## START

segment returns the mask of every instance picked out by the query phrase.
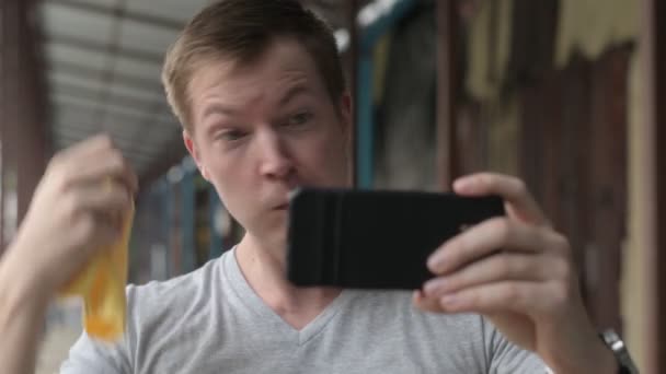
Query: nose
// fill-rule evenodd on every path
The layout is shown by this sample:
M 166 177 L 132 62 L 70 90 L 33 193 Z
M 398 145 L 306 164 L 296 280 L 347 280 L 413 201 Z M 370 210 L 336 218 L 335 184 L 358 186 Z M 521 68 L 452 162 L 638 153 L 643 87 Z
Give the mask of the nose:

## END

Copy out all of the lines above word for word, leaving out the picture.

> _Final answer_:
segment returns the mask of every instance picked out by the query phrase.
Query: nose
// fill-rule evenodd on every path
The layout is shown by this sample:
M 166 177 L 132 62 L 70 90 L 33 193 Z
M 398 145 L 306 164 L 296 280 L 347 280 L 413 201 Z M 370 210 L 336 218 L 335 184 L 358 186 Z M 521 68 L 452 162 L 638 153 L 643 87 Z
Give the mask of the nose:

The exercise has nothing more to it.